Exercise brief:
Reproduce these lines with every occurrence of "photo" changed to "image" and all other text unchanged. Omit the pictures from the output.

<<<<

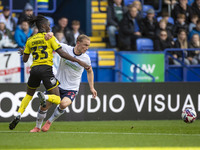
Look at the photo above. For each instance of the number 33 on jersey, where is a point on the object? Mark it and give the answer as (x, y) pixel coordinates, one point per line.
(41, 49)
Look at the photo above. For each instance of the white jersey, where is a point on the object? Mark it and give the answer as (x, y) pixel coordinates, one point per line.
(69, 73)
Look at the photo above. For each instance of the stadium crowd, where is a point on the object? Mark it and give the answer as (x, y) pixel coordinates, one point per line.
(14, 31)
(175, 27)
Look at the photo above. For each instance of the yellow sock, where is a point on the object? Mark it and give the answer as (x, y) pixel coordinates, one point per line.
(54, 99)
(24, 103)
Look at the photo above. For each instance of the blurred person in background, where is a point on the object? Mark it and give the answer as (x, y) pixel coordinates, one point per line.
(62, 27)
(163, 41)
(115, 14)
(162, 25)
(182, 8)
(129, 30)
(181, 43)
(6, 37)
(194, 56)
(149, 25)
(166, 16)
(35, 30)
(22, 33)
(193, 22)
(138, 5)
(10, 22)
(196, 7)
(179, 24)
(195, 30)
(75, 32)
(28, 11)
(61, 37)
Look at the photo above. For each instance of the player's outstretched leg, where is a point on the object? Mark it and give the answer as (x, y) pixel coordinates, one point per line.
(42, 99)
(13, 123)
(46, 126)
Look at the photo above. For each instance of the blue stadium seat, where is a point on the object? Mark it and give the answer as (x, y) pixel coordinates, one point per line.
(50, 20)
(170, 20)
(128, 2)
(144, 44)
(145, 8)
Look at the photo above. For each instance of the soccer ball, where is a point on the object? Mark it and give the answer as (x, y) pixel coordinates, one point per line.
(189, 115)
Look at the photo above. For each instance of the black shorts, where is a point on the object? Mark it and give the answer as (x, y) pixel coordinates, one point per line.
(42, 73)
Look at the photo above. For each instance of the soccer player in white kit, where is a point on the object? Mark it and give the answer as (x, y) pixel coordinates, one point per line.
(69, 74)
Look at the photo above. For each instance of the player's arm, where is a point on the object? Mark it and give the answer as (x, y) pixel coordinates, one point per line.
(65, 55)
(90, 77)
(25, 57)
(26, 52)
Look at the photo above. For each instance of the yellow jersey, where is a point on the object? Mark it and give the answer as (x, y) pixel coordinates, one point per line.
(41, 49)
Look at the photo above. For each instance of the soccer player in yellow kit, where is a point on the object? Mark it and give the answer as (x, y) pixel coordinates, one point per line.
(41, 69)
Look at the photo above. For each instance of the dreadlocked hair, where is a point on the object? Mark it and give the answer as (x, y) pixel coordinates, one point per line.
(37, 20)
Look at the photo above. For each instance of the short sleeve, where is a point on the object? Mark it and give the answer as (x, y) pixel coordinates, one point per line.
(54, 43)
(27, 49)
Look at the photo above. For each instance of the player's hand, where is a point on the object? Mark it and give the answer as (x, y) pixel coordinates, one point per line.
(48, 36)
(94, 93)
(86, 66)
(20, 51)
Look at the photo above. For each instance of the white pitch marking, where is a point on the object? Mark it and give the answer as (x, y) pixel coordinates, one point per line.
(108, 133)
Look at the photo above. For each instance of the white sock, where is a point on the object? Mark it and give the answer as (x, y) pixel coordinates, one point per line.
(40, 118)
(57, 113)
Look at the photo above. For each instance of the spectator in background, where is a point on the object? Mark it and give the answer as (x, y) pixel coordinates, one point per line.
(115, 14)
(6, 37)
(182, 8)
(194, 56)
(75, 32)
(195, 30)
(193, 22)
(162, 25)
(62, 27)
(22, 33)
(129, 30)
(28, 11)
(165, 16)
(179, 24)
(10, 22)
(196, 7)
(138, 5)
(163, 41)
(61, 37)
(182, 43)
(149, 25)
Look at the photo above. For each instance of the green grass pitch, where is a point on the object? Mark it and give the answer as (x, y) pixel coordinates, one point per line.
(103, 134)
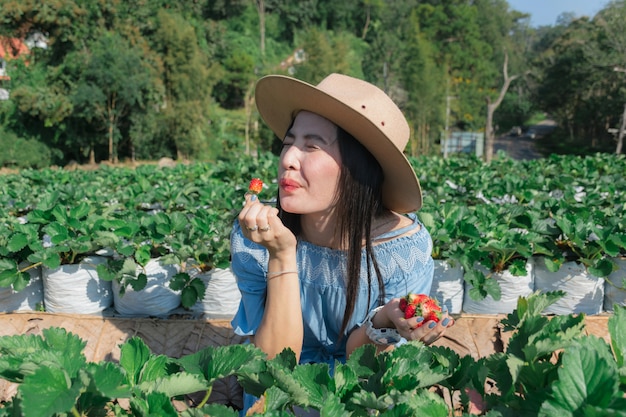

>>>>

Completed exercise:
Look at the image above. For each instance of the number 33 on jersey, where is a point on the object? Mark it and give the answer as (x, y) pixel coordinates, one point per line.
(41, 49)
Look at the image above. For each instance of the white jersey, where is a point on the object? Mark it and give the answer as (x, y) pixel coordinates, one point per line.
(69, 73)
Look at the image above. For each instance of the stadium crowd, where is a point on the object? Mark it and give the answer as (x, y) pixel coordinates, one point per line.
(14, 31)
(175, 27)
Look at the image above. For each instance of the yellow sock, where is a point on the object? Mark it and give the answer as (x, y) pixel coordinates, one point per line.
(54, 99)
(24, 103)
Look at the image above. For each instance of the blurred person in background, where is a point on the object? Mark it and give the answer as (x, y) pixel coordinates, one point per line.
(62, 27)
(163, 41)
(115, 14)
(162, 25)
(182, 8)
(129, 30)
(181, 43)
(6, 37)
(194, 56)
(149, 25)
(166, 16)
(35, 30)
(22, 33)
(193, 22)
(138, 5)
(10, 22)
(196, 7)
(179, 24)
(195, 30)
(75, 32)
(28, 11)
(61, 37)
Look at the image above. For each instance of the player's outstretched leg, where is a point on the object? Mark it and give the answer as (x, y) pixel coordinates, one point per line.
(42, 99)
(13, 123)
(46, 126)
Look at the image above. For each instance of the blue stadium seat, where is a point on the object? Mark it and give the answer as (x, y) pixel coordinates, one point per line.
(50, 20)
(170, 20)
(128, 2)
(144, 44)
(145, 8)
Look at the image above. For each instance of the soccer ball, where is a point on the object? Mark it and give the answer as (x, y) pixel coordinates, one point per line.
(189, 115)
Look at the image above. For each instance of the black shorts, where is a point on the object? Mark it and give the answer as (x, y) pixel coordinates, one point per line.
(42, 73)
Look at the image above. For each instance of the soccer player in white kit, where is a point on the object? Mark it and give the answer as (x, y) pixel coordinates, one point per line.
(69, 74)
Look at the image above. For each instance of the player's arm, where is a point on the object? Mark it and give the answer as (x, y) pixel coordinates, one point per line.
(65, 55)
(90, 77)
(25, 57)
(26, 52)
Look at the image above. For each instance of the yellow jersey, where is a point on the object? Mark it and give the answer as (x, y) pixel coordinates, one point per line.
(41, 49)
Look at the image above. For each instance of the soccer player in yellow kit, where is a point on the object? Mark it and give the answer as (x, y) pixel coordinates, one point per line.
(41, 69)
Look at the image above. For each instance of the dreadlocked hair, where is a point on the object? Mark it and give the answer as (x, y) pixel coordinates, one point per line.
(37, 20)
Look at the image above. For each instance of the short sleeve, where is a point on the object? Mark it and give the answer as (x, y) pixel coordinates, one point per line.
(54, 43)
(27, 49)
Look at the image above. For each instance of the player's hand, where is a point on the object? Mark it and give the answer as (x, y) pixel coordinates, one point per line.
(48, 36)
(94, 93)
(86, 66)
(20, 51)
Look at the image above. For each instance of the white pitch marking, where is a point on the object? Mark it and give the answer as (x, y) pixel coordinates, one point per line.
(108, 133)
Look at the image above. For each instance of the white sock, where is a point on the object? Mark it and give the answer as (x, y) pixel coordinates, one point per line.
(40, 118)
(57, 113)
Look at the image above. For each instance of the spectator in background, where is a point on the object? Mark it and give the answer as (x, y) pixel coordinates, one point per line.
(115, 14)
(6, 37)
(182, 8)
(194, 56)
(75, 32)
(195, 30)
(193, 22)
(162, 25)
(62, 27)
(22, 33)
(129, 30)
(28, 11)
(165, 16)
(179, 24)
(10, 22)
(196, 7)
(138, 5)
(163, 41)
(61, 37)
(182, 43)
(149, 25)
Look at the image above. For each instance of the green grass pitch, where is a point on the object? Mark it and give the answer as (x, y) pixel coordinates, one point per line.
(103, 134)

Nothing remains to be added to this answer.